* [Passage shown]
───

So anyway, as it’s Friday, that means it’s time for my usual post of why I am happy today and what I’m thankful for – and today is no different!

Today I am thankful for British bank holidays, the Eurostar, and French Aunt moving to France. All this means that I get to go to Paris to visit French Cousin for the bank-holiday weekend at the end of this month, eat baguette, squeal when I see the Eiffel Tower and do my Carrie run – hopefully minus the horse manure and the bastardly Alexandr Petrovsky!

I love Paris – French Cousin lives in a wonderfully Bohemian area in a fabulous flat with Mustard Boy, her man – he’s from Dijon. It’s small but perfectly formed (the flat), although getting in the shower takes special manoeuvring.

Last time I visited, they threw a magnificent house party with beaucoup d’alcohol and half way through the night they decided to see how many people they could fit in the metre square kitchen. The end tally made London Underground at rush hour look roomy.

It’s also a great place to gather blog material as I don’t really understand English with a French accent, and while I can speak French, I can’t hear the response. Last time I was there I found there was a Turkish shop near French Cousin’s house and spoke Turkish to them. Apparently they still ask after the crazy blonde English girl who came in speaking Turkish, so I will have to go and say hello!

───

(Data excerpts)
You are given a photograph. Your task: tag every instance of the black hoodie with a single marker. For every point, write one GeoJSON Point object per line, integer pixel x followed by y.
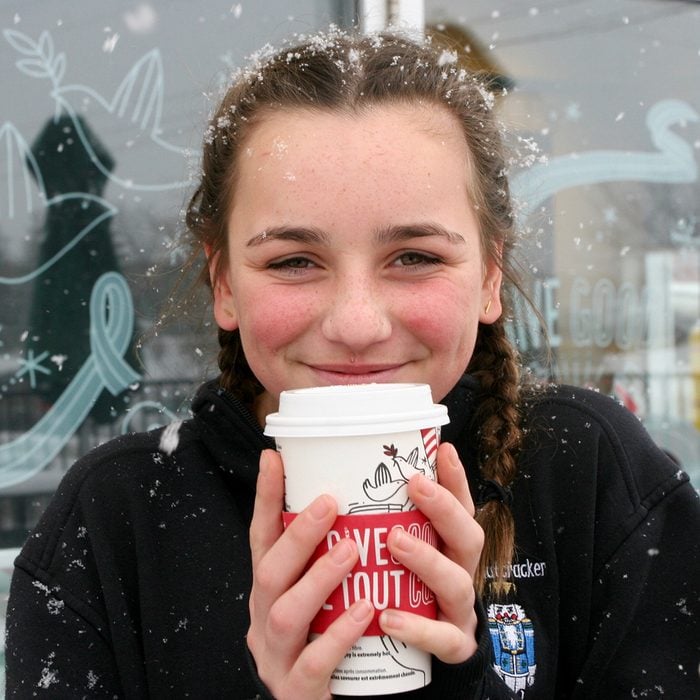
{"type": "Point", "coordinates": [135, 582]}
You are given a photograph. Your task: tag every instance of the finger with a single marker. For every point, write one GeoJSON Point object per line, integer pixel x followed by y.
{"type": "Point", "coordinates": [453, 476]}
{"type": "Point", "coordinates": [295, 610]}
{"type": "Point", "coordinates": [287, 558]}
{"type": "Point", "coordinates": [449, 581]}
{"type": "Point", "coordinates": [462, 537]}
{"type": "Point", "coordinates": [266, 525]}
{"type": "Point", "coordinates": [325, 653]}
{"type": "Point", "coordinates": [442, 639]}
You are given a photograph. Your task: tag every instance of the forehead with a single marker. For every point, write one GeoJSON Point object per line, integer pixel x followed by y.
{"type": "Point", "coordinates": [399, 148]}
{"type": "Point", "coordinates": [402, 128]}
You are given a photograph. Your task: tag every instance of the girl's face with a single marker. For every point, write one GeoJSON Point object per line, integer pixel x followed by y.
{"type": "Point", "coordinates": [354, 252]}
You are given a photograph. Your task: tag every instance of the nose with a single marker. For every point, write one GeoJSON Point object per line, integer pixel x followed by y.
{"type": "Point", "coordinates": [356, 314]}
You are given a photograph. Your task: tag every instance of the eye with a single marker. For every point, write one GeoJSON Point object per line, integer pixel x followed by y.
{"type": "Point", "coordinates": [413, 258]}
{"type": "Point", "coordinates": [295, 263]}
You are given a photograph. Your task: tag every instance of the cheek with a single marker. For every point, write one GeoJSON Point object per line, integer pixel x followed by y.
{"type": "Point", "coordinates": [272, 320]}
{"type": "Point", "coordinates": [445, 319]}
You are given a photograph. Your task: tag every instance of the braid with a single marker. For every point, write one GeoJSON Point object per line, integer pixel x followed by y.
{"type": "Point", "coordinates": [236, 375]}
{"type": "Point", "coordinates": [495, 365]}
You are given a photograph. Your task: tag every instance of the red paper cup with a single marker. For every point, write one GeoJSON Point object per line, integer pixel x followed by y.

───

* [Goal of the exercise]
Extract the entire blog post about Paris word for word. Work only from the blog post about Paris.

* [Answer to this problem]
So anyway, as it’s Friday, that means it’s time for my usual post of why I am happy today and what I’m thankful for – and today is no different!

Today I am thankful for British bank holidays, the Eurostar, and French Aunt moving to France. All this means that I get to go to Paris to visit French Cousin for the bank-holiday weekend at the end of this month, eat baguette, squeal when I see the Eiffel Tower and do my Carrie run – hopefully minus the horse manure and the bastardly Alexandr Petrovsky!

I love Paris – French Cousin lives in a wonderfully Bohemian area in a fabulous flat with Mustard Boy, her man – he’s from Dijon. It’s small but perfectly formed (the flat), although getting in the shower takes special manoeuvring.

Last time I visited, they threw a magnificent house party with beaucoup d’alcohol and half way through the night they decided to see how many people they could fit in the metre square kitchen. The end tally made London Underground at rush hour look roomy.

It’s also a great place to gather blog material as I don’t really understand English with a French accent, and while I can speak French, I can’t hear the response. Last time I was there I found there was a Turkish shop near French Cousin’s house and spoke Turkish to them. Apparently they still ask after the crazy blonde English girl who came in speaking Turkish, so I will have to go and say hello!